Page extract below:

Zulip Chat Archive

Stream: Machine Learning for Theorem Proving

Topic: Automated theorem proving as program synthesis?


Rish Vaishnav (May 31 2025 at 11:41):

I've been wondering about this for a while now: to what extent can the task of automated theorem proving be interpreted as a task in program synthesis? The vast majority of Lean theorems are proven using tactics, which are metaprograms operating on the proof state (specifically, in Lean's MetaM monad). Could the task of general automated theorem proving be framed as one of synthesizing a provably correct MetaM program (i.e. sequence of tactics) that brings the proof state from some initial state, consisting of the initial goal (originating from the theorem's annotated type), to a final state where all goals have been solved?

One obvious benefit of this approach could be that, in the context of program correctness, the task of automated proving is provided with the stateful semantics of metaprograms in the form of tactic specifications. The AI agent is entirely aware of the effect that different tactics have on the proof state, and effectively solves the problem of "tactic selection" (analagous to premise selection) to narrow down the search space of possibly applicable tactics given the current proof state. This is could improve on techniques used by other AI agents such as AlphaProof, which (as far as I understand) develop some notion of the effect of tactics through repeated trial and error -- though I'm not 100% sure it's enough to "close the gap" between the automation offered by proof assistants and the more haphazard nature of AI agents, that operate largely by "throwing stuff at the wall to see what sticks" and making incremental progress towards a goal in that way.

I'm not sure exactly what the "shortest path" to this dream could be. But one thing that seems pretty clear to me is that, sooner or later, we'll have to start writing tactic specifications. Though I don't necessarily envision a grand effort to specify every Lean tactic that has ever been written. We'll probably want to start with a few simpler tactics, just enough the "flesh out" the definitions, tooling, etc. for specifying tactics -- some of what's already been done in Lean4Lean will very likely be relevant here. Then, we could maybe attempt to train an AI to do some kind of "specification inference" on other tactics. Or instead, perhaps, in attemting to synthesize tactic sequences for proving theorems from an initial, very limited set of tactics, alight upon probable specifications for certain "highly desired" tactics towards which we can direct program synthesis for constructing the tactics themselves (i.e. "tactic synthesis").

Thoughts?

End of Page extract.

- Exercise requirements
(a) Repeat the part of the forum post that begins at the words "Topic: Automated theorem" and stops after the words "have been solved?".
(b) According to the forum post, in which monad do Lean tactics operate on the proof state?
(c) Say whether each statement agrees with the forum post, answering yes or no and quoting the words that decide it. (i) Most Lean theorems are proven using tactics. (ii) The author envisions a grand effort to specify every Lean tactic ever written. (iii) The author is certain the approach would close the gap between proof assistant automation and AI agents.

Data for review below:

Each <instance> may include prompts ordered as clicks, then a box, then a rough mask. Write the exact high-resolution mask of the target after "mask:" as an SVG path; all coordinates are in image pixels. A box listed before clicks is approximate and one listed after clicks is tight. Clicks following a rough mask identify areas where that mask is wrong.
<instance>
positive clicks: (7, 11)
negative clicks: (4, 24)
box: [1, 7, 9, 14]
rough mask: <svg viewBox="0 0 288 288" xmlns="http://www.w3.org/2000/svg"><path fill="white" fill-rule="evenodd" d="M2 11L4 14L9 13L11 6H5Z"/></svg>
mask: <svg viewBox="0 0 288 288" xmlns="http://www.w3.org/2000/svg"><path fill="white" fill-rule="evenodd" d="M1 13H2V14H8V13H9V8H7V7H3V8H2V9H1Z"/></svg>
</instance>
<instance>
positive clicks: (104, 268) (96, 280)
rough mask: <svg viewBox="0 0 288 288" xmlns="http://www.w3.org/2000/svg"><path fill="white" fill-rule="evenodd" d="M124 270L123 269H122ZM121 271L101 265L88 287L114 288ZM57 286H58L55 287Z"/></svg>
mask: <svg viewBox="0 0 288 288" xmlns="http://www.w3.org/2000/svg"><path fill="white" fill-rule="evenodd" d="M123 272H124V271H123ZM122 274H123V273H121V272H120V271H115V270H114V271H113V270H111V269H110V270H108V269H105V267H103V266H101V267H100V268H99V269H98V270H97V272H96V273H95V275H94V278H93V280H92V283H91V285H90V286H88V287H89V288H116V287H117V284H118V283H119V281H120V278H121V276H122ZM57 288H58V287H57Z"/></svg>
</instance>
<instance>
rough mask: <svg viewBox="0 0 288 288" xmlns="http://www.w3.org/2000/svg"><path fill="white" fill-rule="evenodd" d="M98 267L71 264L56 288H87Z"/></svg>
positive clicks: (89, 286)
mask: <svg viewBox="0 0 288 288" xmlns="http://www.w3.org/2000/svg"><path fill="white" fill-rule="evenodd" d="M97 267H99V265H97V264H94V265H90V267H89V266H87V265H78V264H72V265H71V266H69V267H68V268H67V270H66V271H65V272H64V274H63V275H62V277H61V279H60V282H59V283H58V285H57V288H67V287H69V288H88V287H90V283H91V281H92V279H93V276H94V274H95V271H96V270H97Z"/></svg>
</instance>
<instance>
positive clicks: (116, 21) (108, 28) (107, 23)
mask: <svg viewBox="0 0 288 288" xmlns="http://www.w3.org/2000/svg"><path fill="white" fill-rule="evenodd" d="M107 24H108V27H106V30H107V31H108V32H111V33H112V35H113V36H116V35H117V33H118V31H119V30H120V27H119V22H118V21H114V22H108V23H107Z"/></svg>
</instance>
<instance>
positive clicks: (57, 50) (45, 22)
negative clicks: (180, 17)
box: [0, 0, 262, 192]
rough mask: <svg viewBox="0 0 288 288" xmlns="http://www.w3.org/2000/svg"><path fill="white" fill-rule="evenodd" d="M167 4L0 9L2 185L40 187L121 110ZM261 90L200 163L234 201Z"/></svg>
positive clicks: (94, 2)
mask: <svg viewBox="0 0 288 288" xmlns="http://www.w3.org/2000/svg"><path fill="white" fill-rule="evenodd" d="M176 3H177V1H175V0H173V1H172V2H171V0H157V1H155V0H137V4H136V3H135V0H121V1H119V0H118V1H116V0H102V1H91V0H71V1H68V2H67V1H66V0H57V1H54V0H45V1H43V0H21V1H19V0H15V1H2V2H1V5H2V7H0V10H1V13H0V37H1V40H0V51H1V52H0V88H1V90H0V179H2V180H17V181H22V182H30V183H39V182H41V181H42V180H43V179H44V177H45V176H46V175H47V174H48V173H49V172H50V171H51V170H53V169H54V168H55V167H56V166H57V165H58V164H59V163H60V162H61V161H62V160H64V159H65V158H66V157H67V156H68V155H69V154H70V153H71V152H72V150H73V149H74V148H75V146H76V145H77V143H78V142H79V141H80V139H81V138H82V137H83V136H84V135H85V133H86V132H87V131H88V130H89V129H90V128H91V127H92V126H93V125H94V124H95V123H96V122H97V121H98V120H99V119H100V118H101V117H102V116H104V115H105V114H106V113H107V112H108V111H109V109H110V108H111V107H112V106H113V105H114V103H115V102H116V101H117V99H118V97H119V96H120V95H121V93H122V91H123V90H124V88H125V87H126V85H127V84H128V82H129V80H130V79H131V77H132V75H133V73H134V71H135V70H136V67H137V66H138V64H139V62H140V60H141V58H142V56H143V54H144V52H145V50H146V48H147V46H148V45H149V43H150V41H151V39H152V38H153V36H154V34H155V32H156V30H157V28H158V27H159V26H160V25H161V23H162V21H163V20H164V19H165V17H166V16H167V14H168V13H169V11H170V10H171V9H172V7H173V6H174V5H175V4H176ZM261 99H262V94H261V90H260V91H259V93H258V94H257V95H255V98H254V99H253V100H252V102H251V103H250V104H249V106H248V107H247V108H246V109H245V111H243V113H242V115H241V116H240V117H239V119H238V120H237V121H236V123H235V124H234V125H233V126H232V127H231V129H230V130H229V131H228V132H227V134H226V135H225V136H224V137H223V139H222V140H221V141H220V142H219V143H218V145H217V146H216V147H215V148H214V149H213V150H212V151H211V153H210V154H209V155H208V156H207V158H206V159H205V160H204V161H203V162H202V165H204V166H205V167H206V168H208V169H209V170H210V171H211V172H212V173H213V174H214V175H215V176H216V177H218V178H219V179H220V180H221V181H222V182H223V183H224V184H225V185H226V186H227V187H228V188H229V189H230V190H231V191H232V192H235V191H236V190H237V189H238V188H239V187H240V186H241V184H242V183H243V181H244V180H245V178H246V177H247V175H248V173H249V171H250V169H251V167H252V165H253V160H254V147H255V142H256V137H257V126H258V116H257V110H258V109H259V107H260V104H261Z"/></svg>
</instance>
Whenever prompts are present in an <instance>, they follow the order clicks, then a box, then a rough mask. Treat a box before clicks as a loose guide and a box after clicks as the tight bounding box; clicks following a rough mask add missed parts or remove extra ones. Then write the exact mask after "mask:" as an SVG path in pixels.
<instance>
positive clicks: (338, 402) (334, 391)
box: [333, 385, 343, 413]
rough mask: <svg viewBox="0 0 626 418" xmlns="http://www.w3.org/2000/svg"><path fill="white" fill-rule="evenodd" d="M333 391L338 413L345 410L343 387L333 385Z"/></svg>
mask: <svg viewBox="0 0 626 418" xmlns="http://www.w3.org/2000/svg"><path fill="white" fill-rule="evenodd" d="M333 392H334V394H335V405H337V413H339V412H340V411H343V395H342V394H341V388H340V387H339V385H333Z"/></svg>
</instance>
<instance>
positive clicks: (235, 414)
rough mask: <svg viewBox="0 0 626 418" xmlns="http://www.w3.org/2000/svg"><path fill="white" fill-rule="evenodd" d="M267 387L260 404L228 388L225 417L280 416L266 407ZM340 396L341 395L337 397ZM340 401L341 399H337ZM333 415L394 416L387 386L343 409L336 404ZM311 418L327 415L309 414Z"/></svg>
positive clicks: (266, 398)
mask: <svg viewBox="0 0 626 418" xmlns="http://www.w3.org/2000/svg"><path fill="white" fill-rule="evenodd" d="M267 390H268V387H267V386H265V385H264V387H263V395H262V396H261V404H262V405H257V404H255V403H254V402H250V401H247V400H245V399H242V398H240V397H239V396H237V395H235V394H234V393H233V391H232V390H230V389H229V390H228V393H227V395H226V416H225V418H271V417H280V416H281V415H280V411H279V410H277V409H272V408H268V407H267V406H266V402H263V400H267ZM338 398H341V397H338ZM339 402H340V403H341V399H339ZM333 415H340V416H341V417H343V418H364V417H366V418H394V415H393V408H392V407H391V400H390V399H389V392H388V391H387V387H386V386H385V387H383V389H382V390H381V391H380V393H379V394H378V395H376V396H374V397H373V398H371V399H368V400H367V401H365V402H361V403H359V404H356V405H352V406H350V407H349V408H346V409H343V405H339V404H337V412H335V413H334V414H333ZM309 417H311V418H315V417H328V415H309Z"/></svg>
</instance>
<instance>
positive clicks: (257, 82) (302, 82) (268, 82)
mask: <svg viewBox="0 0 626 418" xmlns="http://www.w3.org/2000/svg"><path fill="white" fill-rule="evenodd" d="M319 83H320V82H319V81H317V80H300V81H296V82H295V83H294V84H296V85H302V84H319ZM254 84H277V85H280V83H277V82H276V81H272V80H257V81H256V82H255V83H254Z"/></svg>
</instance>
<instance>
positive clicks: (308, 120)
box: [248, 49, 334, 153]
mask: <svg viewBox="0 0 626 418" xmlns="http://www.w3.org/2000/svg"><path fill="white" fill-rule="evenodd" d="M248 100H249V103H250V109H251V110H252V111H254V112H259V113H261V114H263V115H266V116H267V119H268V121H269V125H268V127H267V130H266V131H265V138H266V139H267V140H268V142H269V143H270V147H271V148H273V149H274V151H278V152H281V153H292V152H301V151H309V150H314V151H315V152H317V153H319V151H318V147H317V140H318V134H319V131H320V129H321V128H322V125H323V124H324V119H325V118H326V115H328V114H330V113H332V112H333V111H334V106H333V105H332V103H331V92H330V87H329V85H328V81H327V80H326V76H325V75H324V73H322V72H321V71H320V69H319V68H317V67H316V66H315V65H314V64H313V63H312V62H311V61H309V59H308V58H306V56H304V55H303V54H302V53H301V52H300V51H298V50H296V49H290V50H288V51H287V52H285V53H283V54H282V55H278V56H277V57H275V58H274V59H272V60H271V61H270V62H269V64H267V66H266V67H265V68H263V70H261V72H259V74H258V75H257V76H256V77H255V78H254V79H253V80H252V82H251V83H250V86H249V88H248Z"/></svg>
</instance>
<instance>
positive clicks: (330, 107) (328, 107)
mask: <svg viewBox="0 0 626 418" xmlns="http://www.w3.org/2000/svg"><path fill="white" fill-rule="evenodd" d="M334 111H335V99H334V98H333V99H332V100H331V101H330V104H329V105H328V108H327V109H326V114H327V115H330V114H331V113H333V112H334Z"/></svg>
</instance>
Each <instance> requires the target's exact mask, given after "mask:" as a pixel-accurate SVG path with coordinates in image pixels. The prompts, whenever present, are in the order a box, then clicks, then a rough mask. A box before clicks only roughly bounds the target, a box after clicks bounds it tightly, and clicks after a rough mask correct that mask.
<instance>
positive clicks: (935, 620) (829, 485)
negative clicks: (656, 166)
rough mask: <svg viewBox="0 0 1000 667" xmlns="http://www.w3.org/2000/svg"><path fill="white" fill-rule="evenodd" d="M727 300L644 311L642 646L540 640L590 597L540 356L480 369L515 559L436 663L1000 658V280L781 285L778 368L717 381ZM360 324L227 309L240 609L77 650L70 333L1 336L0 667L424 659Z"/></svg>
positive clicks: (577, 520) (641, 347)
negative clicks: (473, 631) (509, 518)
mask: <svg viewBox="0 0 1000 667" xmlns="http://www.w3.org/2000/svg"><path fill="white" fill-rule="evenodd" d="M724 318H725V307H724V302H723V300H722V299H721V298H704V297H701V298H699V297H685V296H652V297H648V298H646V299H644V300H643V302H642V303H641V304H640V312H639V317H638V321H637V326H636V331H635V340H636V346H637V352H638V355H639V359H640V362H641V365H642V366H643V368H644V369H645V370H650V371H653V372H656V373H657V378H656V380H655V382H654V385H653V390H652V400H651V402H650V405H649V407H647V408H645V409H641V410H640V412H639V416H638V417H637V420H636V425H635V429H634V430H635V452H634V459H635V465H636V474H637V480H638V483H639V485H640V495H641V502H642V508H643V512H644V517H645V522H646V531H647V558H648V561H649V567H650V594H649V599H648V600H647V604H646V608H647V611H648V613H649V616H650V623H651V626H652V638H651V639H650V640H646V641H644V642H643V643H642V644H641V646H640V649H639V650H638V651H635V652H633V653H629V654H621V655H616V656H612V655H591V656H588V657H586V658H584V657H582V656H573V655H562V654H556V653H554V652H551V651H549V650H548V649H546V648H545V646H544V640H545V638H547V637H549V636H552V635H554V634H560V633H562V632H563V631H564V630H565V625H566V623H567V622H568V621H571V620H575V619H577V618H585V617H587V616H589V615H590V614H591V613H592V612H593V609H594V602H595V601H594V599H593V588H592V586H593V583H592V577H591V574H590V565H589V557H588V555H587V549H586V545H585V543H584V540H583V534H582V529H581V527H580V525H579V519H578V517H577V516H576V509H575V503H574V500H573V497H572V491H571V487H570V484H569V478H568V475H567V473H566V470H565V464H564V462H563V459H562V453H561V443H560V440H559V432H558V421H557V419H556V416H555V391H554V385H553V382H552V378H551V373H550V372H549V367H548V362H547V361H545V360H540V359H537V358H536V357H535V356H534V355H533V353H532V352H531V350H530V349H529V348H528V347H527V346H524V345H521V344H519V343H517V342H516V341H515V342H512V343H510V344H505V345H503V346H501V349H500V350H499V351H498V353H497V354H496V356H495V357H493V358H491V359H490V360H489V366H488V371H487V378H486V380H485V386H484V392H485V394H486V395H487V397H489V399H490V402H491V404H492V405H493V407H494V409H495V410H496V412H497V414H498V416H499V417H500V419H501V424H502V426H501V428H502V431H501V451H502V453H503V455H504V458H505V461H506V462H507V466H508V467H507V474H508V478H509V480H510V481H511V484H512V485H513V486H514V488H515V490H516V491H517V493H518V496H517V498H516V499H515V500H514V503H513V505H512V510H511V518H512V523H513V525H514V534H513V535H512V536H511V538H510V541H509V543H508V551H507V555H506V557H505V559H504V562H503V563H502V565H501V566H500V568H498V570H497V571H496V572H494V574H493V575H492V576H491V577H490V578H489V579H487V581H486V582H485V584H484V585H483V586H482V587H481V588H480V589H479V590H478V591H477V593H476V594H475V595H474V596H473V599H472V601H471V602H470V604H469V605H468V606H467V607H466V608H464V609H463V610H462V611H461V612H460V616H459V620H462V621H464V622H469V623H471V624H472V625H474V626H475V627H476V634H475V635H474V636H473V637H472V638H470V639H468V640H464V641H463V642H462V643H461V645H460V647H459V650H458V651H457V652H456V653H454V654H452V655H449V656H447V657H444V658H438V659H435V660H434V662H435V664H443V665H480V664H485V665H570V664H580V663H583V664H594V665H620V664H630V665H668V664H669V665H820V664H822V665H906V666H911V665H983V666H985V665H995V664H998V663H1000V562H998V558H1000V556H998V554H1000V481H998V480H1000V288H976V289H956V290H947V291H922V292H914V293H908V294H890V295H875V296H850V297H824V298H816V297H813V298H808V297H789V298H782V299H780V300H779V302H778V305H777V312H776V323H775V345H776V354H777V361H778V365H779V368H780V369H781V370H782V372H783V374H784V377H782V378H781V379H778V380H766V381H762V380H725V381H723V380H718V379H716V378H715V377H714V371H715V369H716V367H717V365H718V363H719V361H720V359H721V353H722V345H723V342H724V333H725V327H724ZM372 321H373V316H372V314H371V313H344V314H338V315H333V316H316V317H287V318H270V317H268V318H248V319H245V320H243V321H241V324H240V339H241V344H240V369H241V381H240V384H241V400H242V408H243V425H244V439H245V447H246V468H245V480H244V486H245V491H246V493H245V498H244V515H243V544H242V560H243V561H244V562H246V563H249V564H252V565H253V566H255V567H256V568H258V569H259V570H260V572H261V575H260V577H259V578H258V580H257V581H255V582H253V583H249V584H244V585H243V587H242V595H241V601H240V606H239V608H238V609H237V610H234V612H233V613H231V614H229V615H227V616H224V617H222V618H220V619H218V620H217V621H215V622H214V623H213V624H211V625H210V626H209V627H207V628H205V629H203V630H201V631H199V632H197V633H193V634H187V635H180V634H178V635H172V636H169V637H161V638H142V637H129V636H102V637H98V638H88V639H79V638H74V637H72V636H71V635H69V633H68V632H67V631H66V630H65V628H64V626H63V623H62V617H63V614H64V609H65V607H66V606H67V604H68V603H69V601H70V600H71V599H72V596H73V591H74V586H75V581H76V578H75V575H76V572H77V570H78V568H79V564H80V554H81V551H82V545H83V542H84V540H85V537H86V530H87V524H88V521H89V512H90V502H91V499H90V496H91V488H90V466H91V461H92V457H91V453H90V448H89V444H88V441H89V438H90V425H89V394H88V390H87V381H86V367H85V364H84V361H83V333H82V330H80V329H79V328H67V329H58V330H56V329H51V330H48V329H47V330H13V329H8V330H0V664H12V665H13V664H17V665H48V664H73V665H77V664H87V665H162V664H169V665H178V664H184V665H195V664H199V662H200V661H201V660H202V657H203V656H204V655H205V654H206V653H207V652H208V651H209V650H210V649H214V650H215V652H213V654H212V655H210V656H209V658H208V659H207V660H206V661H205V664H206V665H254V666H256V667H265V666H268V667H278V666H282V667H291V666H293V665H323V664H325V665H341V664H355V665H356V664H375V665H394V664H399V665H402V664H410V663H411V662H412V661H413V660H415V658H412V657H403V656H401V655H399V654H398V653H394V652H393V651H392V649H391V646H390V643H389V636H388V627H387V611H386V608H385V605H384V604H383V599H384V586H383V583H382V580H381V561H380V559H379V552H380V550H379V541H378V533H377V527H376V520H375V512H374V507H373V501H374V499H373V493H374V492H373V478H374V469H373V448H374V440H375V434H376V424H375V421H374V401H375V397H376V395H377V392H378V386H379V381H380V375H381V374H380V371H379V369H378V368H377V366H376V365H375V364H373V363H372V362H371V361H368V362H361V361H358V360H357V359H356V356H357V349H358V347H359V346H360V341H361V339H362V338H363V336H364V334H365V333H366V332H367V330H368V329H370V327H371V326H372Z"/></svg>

End of Data for review.

- Responses to the tasks
(a)
Topic: Automated theorem proving as program synthesis?


Rish Vaishnav (May 31 2025 at 11:41):

I've been wondering about this for a while now: to what extent can the task of automated theorem proving be interpreted as a task in program synthesis? The vast majority of Lean theorems are proven using tactics, which are metaprograms operating on the proof state (specifically, in Lean's MetaM monad). Could the task of general automated theorem proving be framed as one of synthesizing a provably correct MetaM program (i.e. sequence of tactics) that brings the proof state from some initial state, consisting of the initial goal (originating from the theorem's annotated type), to a final state where all goals have been solved?

(b) Lean's MetaM monad.

(c)
(i) Yes: "The vast majority of Lean theorems are proven using tactics"
(ii) No: "I don't necessarily envision a grand effort to specify every Lean tactic that has ever been written"
(iii) No: "I'm not 100% sure it's enough to "close the gap" between the automation offered by proof assistants and the more haphazard nature of AI agents"